### Exercise objective
Retype all of the entries word for word.

### Data for processing

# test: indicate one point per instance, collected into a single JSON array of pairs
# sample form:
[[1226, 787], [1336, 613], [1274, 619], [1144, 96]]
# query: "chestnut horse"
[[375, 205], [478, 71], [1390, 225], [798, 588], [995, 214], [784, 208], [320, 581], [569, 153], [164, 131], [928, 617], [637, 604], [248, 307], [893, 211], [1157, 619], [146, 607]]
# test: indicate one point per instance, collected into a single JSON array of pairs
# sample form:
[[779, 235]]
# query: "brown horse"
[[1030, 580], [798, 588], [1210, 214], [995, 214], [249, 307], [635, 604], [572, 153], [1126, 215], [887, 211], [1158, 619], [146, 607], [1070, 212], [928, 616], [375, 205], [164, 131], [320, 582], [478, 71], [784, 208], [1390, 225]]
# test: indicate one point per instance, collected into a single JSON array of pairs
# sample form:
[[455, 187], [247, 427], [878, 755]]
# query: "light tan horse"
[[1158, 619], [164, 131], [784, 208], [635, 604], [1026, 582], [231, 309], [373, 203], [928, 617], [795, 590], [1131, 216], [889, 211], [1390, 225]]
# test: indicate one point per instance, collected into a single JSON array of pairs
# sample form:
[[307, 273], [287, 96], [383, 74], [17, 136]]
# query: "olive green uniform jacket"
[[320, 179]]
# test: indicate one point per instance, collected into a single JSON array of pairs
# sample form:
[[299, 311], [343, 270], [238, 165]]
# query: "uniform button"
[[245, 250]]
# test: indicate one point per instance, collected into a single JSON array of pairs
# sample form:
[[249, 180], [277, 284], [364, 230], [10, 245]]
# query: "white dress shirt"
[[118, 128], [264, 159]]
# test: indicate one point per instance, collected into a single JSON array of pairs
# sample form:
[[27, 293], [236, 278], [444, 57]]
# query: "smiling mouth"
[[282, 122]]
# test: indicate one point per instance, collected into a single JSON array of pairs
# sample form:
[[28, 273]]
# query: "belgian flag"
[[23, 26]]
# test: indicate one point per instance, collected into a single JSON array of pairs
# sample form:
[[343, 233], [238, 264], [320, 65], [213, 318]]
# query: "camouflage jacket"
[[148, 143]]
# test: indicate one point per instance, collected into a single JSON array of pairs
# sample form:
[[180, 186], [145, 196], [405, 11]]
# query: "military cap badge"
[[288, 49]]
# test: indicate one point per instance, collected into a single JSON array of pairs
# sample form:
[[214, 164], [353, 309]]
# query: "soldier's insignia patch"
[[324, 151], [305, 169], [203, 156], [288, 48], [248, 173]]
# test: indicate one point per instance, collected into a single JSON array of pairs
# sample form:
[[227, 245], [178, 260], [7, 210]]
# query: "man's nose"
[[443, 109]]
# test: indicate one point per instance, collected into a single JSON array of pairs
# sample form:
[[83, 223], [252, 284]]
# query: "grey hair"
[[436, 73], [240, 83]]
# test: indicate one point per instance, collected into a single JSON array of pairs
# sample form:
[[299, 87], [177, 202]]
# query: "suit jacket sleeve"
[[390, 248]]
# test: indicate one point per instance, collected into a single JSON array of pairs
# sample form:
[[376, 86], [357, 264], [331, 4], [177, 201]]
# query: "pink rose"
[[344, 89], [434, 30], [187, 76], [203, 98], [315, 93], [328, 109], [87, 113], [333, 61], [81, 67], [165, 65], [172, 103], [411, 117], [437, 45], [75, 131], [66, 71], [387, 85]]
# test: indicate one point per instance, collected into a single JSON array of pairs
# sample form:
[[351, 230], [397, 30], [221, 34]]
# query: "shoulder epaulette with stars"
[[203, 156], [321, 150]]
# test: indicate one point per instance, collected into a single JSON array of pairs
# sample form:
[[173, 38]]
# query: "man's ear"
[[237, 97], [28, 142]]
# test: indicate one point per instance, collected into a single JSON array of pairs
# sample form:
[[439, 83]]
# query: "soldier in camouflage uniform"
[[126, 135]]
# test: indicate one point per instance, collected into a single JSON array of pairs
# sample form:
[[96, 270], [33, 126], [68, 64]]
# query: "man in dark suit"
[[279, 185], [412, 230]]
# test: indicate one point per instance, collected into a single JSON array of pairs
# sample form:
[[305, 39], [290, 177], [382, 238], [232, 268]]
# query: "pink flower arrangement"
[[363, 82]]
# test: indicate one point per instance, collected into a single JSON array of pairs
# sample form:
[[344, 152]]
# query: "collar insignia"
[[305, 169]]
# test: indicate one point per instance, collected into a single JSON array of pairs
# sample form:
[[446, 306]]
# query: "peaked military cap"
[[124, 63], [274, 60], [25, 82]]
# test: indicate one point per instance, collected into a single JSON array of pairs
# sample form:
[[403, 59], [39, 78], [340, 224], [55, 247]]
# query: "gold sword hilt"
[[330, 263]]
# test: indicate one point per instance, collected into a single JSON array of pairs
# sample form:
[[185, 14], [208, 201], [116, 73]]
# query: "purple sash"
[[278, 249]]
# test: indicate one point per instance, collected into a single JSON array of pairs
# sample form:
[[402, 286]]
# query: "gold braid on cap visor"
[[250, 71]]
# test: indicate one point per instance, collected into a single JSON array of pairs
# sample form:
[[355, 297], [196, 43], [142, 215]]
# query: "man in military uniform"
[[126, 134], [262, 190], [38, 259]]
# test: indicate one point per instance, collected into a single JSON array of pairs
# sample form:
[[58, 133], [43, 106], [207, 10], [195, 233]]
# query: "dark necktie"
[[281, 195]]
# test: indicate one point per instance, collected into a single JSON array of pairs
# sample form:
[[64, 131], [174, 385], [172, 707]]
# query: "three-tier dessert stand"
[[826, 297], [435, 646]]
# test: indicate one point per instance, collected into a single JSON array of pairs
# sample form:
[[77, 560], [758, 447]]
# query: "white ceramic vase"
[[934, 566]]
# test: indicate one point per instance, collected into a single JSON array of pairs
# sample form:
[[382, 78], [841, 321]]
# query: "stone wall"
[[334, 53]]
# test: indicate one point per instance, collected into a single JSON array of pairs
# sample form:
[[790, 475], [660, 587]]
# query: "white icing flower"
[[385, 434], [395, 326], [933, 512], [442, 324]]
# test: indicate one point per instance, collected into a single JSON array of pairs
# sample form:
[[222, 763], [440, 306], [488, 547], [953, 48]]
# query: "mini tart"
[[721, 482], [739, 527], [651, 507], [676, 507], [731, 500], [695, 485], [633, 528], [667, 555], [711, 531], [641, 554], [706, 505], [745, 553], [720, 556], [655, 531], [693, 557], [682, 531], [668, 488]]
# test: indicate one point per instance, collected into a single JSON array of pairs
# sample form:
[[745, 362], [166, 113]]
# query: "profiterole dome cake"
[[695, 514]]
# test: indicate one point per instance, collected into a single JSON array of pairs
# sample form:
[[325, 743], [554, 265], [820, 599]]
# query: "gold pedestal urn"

### Answer to the problem
# test: indicate one point per instance, collected into a single JSON array of pairs
# sample form:
[[1226, 787], [1336, 613], [1274, 619], [1144, 96]]
# query: "chestnut horse"
[[375, 205], [478, 71], [1390, 225], [798, 588], [995, 214], [784, 208], [320, 581], [569, 153], [164, 131], [928, 617], [637, 604], [248, 307], [893, 211], [1157, 619], [146, 607]]
# test: indicate one point per instance, collected into a single JSON array of pairs
# sample form:
[[779, 235]]
# query: "brown horse"
[[1030, 580], [798, 588], [1210, 214], [995, 214], [249, 307], [635, 604], [572, 153], [1126, 215], [887, 211], [1158, 619], [146, 607], [1070, 212], [928, 616], [375, 205], [164, 131], [320, 582], [478, 71], [784, 208], [1390, 225]]
# test: indicate one point per instance, collected into a single JSON array of pairs
# sample form:
[[455, 187], [247, 427], [878, 755]]
# query: "light tan horse"
[[1158, 619], [164, 131], [784, 208], [635, 604], [1026, 582], [231, 309], [373, 203], [928, 617], [795, 590], [1131, 216], [889, 211], [1390, 225]]
# test: indicate one point per instance, collected into a single JSON array of pairs
# sample form:
[[307, 273], [287, 96], [383, 74], [17, 136]]
# query: "olive green uniform jacket"
[[320, 179]]
# test: indicate one point per instance, collected into a single JSON array of pairs
# sample form:
[[299, 311], [343, 270], [238, 165]]
# query: "uniform button"
[[245, 250]]
# test: indicate one point per instance, collected into a single JSON array of pairs
# sample form:
[[249, 180], [277, 284], [364, 230], [10, 245]]
# query: "white dress shirt"
[[118, 128], [264, 159]]
# test: indicate one point per instance, collected into a single JSON array of pairs
# sample form:
[[27, 293], [236, 278], [444, 57]]
# query: "smiling mouth"
[[282, 122]]
# test: indicate one point per instance, collected into a single JSON array of pairs
# sample form:
[[28, 273]]
# query: "belgian flag"
[[23, 26]]
# test: indicate one point per instance, collected into a single JSON array of pairs
# sample form:
[[343, 233], [238, 264], [320, 65], [213, 318]]
# query: "camouflage jacket"
[[148, 143]]
# test: indicate one point per instance, collected into a single JSON array of pairs
# sample form:
[[180, 186], [145, 196], [405, 11]]
# query: "military cap badge"
[[288, 49]]
# test: indicate one point per instance, collected into a single JSON array of pairs
# sample form:
[[214, 164], [353, 309]]
# query: "soldier's insignia patch"
[[324, 151], [305, 169], [203, 156], [288, 48], [248, 173]]
# test: indicate one point per instance, collected into a single JSON array of pairs
# sample form:
[[227, 245], [178, 260], [7, 210]]
# query: "man's nose"
[[443, 109]]
# test: indicate one point per instance, collected into a single JSON array of pairs
# sample form:
[[83, 223], [252, 284]]
# query: "grey hair"
[[436, 73], [240, 83]]
# test: indicate one point per instance, collected into a single JSON array of pairs
# sample form:
[[299, 87], [177, 202]]
# query: "suit jacket sleeve"
[[390, 248]]
# test: indicate one point per instance, collected into a single JSON array of pairs
# sample form:
[[376, 86], [357, 264], [331, 4], [177, 201]]
# query: "pink rose"
[[344, 89], [434, 30], [187, 76], [203, 98], [315, 93], [328, 109], [87, 113], [333, 61], [81, 67], [165, 65], [172, 103], [411, 117], [437, 45], [75, 131], [66, 71], [387, 85]]
# test: indicate one point per instance, collected into a single JSON array of pairs
# sample form:
[[351, 230], [397, 30], [221, 34]]
# query: "shoulder epaulette with stars"
[[203, 156], [321, 150]]
# test: indicate one point per instance, collected into a single JSON array of pairs
# sample form:
[[173, 38]]
# query: "man's ear"
[[237, 97], [28, 142]]
# test: indicate one point per instance, collected into a single JSON array of pairs
# sample form:
[[439, 83]]
# query: "soldier in camouflage uniform"
[[126, 135]]
# test: indicate one point per instance, collected into a single JSON array of pairs
# sample form:
[[96, 270], [33, 126], [68, 64]]
# query: "man in dark suit"
[[279, 185], [412, 230]]
# test: indicate one point per instance, collected into a single JSON array of pairs
# sample form:
[[305, 39], [290, 177], [382, 238], [232, 268]]
# query: "pink flower arrangement"
[[363, 82]]
# test: indicate one point per instance, collected into a single JSON array of pairs
# sample form:
[[344, 152]]
# query: "collar insignia"
[[305, 169]]
# test: indicate one point per instance, collected into a single JSON array of pairs
# sample form:
[[446, 306]]
# query: "peaked military cap"
[[124, 63], [274, 60], [25, 82]]
# test: indicate one point per instance, collected into a single JSON array of pairs
# sample form:
[[403, 59], [39, 78], [340, 224], [55, 247]]
# query: "gold sword hilt"
[[330, 263]]
# test: indicate one point per instance, collected into a single JSON array of pairs
# sample form:
[[185, 14], [208, 201], [116, 73]]
# query: "purple sash"
[[278, 249]]
# test: indicate one point per instance, collected into a single JSON array of pairs
# sample form:
[[402, 286]]
# query: "gold braid on cap visor"
[[250, 71]]
# test: indicate one point per instance, collected into a single JSON array of pairs
# sample form:
[[355, 297], [196, 43], [142, 215]]
# query: "man in military uniform"
[[126, 134], [262, 190], [38, 259]]
# test: indicate one point per instance, collected into a single JSON array of pairs
# sample form:
[[58, 133], [43, 106], [207, 10], [195, 233]]
# query: "dark necktie"
[[281, 195]]
# test: indicate one point per instance, collected into a single JSON array of pairs
# sample form:
[[64, 131], [174, 385], [172, 707]]
# query: "three-tier dessert stand"
[[826, 297], [435, 646]]
# test: indicate one point per instance, collected into a single JSON array of pairs
# sample form:
[[77, 560], [758, 447]]
# query: "white ceramic vase"
[[934, 566]]
# test: indicate one point per instance, collected into a single JSON array of pairs
# sample form:
[[382, 78], [841, 321]]
# query: "stone wall"
[[334, 53]]
# test: indicate one point per instance, collected into a single JSON array of pairs
# sample form:
[[790, 475], [660, 587]]
# query: "white icing flower"
[[385, 434], [395, 326], [933, 512], [442, 324]]
# test: indicate one point per instance, collected into a single JSON array of pairs
# sample form:
[[222, 763], [440, 306], [488, 547], [953, 48]]
# query: "mini tart"
[[721, 482], [739, 527], [651, 507], [676, 507], [731, 500], [695, 485], [633, 528], [667, 555], [711, 531], [641, 554], [706, 505], [745, 553], [720, 556], [655, 531], [693, 557], [682, 531], [668, 488]]
# test: indicate one point per instance, collected into a single JSON array of pairs
# sample form:
[[745, 362], [166, 113]]
# query: "profiterole dome cake"
[[695, 514]]
# test: indicate one point per instance, collected into a single JSON array of pairs
# sample form:
[[325, 743], [554, 265], [820, 599]]
# query: "gold pedestal urn"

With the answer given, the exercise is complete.